Directions for this task: Return the lines of the records from their start through the line containing "x=631 y=461", both ends included, copied without changes. Leave the pictures out of your answer.

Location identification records
---+---
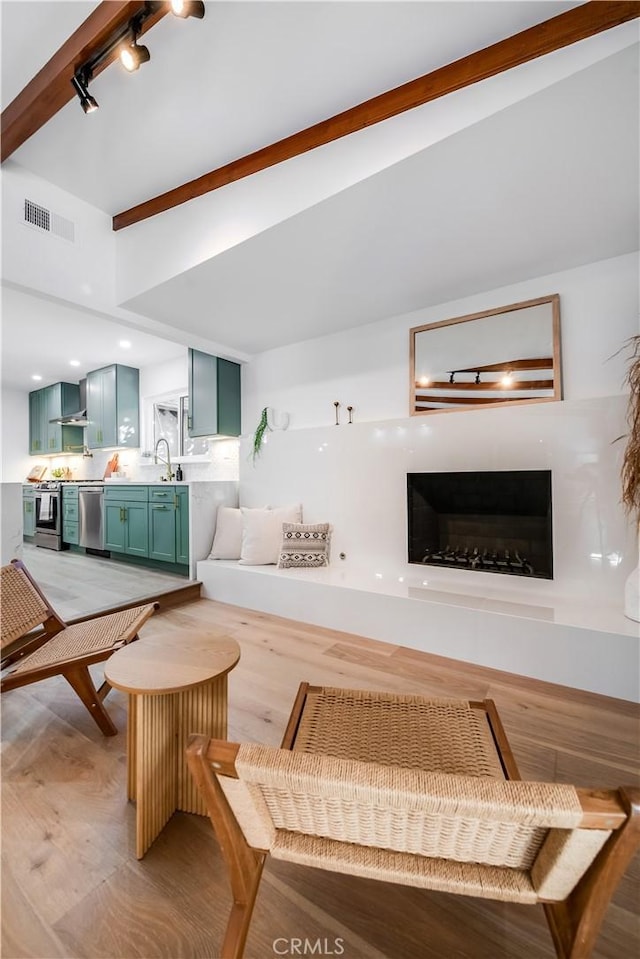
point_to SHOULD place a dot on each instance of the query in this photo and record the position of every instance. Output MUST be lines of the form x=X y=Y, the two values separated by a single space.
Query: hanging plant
x=258 y=436
x=631 y=461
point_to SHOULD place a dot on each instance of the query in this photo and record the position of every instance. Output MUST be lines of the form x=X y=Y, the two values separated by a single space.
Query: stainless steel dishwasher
x=90 y=520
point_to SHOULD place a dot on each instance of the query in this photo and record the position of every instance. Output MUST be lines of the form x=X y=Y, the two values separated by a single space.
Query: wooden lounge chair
x=419 y=792
x=57 y=649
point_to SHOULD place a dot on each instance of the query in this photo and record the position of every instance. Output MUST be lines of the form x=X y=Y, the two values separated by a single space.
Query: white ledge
x=523 y=631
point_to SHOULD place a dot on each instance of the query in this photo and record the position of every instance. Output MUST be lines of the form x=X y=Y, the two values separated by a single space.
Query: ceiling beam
x=561 y=31
x=51 y=88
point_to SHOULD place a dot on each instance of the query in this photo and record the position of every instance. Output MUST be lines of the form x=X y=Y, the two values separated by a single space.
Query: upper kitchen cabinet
x=214 y=396
x=46 y=437
x=113 y=407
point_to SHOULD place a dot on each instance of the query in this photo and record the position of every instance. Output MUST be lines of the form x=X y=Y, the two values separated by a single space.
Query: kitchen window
x=170 y=422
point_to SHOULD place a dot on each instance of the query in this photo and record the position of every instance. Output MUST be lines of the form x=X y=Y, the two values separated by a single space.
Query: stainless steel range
x=49 y=515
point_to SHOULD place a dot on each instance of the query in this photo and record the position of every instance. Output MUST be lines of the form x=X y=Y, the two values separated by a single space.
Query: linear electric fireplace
x=489 y=521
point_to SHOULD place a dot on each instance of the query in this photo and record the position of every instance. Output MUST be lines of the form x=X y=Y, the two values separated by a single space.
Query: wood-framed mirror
x=509 y=355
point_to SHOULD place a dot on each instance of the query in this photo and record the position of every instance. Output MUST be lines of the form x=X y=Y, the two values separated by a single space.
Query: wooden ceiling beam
x=561 y=31
x=51 y=88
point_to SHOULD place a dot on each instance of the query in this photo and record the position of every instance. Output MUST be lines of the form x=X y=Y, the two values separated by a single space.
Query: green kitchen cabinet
x=37 y=434
x=126 y=520
x=46 y=404
x=70 y=514
x=214 y=395
x=169 y=524
x=162 y=523
x=182 y=524
x=113 y=407
x=28 y=512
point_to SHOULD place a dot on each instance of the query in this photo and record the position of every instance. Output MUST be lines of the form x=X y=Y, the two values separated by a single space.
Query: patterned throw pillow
x=305 y=544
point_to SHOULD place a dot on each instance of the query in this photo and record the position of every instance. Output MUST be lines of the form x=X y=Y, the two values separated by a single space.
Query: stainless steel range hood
x=78 y=418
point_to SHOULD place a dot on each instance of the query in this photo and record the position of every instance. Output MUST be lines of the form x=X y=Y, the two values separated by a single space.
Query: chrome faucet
x=157 y=458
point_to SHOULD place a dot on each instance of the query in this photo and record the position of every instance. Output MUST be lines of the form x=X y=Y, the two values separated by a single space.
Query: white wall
x=368 y=367
x=15 y=462
x=82 y=271
x=355 y=476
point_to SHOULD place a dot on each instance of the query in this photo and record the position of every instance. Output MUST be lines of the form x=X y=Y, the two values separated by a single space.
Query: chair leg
x=80 y=681
x=575 y=923
x=239 y=921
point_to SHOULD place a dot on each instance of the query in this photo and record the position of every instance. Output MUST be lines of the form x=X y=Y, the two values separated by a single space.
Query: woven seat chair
x=419 y=792
x=57 y=649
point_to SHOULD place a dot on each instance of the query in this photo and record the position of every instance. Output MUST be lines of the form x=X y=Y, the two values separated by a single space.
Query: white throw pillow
x=262 y=533
x=227 y=541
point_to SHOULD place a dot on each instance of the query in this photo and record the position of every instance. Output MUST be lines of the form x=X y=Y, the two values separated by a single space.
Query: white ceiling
x=43 y=336
x=548 y=183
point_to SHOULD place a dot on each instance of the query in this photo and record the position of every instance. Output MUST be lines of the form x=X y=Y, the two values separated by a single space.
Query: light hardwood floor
x=72 y=888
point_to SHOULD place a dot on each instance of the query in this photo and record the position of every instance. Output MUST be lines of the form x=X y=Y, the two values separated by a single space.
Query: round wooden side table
x=177 y=685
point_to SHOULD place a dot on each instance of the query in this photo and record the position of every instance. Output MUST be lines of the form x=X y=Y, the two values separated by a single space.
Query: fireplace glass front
x=487 y=521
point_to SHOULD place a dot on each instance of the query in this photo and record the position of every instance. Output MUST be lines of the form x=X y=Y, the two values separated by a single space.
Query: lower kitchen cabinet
x=70 y=514
x=169 y=524
x=28 y=512
x=126 y=520
x=162 y=524
x=150 y=522
x=182 y=524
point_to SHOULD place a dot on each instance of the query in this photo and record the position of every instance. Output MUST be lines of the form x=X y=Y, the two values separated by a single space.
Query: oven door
x=48 y=519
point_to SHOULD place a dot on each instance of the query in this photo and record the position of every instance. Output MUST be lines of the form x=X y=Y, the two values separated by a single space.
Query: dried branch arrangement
x=630 y=473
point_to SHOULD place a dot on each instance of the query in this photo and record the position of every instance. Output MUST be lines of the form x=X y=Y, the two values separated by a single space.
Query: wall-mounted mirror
x=506 y=355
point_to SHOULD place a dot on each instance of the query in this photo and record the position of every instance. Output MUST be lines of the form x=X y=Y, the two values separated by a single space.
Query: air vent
x=37 y=215
x=43 y=219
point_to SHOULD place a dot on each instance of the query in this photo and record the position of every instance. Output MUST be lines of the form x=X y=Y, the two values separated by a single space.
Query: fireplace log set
x=492 y=561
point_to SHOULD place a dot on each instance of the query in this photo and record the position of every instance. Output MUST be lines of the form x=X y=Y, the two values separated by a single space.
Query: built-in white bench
x=585 y=646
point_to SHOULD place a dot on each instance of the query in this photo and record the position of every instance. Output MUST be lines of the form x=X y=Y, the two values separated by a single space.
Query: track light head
x=188 y=8
x=88 y=103
x=133 y=55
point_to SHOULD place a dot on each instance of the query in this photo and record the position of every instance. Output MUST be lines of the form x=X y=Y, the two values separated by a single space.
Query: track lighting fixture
x=123 y=44
x=88 y=103
x=184 y=8
x=133 y=55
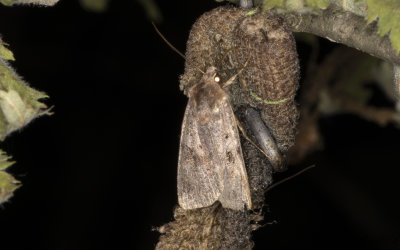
---+---
Correct response:
point_to SHOULD place a dot on each instance of the query in this photo and record the position of every instance. Output MUST be lines of the form x=X y=Y, the two values separated by a single space.
Query: hanging plant
x=258 y=436
x=631 y=461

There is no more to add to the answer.